↓

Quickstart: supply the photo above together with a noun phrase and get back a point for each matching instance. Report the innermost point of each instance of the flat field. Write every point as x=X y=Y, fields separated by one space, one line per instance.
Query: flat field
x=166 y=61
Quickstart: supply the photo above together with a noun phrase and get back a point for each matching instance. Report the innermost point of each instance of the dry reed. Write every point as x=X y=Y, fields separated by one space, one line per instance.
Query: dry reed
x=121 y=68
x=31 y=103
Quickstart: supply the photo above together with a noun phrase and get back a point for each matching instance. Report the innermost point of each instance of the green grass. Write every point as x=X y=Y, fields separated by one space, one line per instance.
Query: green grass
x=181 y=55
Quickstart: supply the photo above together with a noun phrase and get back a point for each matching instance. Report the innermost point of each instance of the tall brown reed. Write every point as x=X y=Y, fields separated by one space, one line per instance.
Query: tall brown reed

↑

INSTRUCTIONS FOR THE TASK: Please rewrite all of the rows above, replacing "innermost point" with "central point" wherever it occurs and leaving everything else unchanged.

CORRECT RESPONSE:
Quickstart: supply the photo above together with a noun phrase and get back a point for each matching instance. Report the central point of each instance of the flat field. Write every point as x=X y=Y, fields separated by one space, one line per instance.
Query: flat field
x=166 y=61
Quickstart: supply the photo above together with a noun phrase and get back a point for each matching instance. Report the central point of each instance of the dry reed. Write every point as x=X y=Y, fields separated by one space, one line per instance.
Query: dry reed
x=121 y=68
x=31 y=103
Quickstart: supply the photo above together with a noun phrase and get back a point for each matching instance. Report the central point of each instance of the green grass. Write every point as x=X y=Y, fields separated by one space, one line per instance.
Query: green grass
x=181 y=55
Quickstart: supply the photo above together with a noun phrase and get back a point for each matching instance. Report the central point of each instance of the tall brown reed. Write every point as x=X y=Y, fields separated by one space, one line per instance.
Query: tall brown reed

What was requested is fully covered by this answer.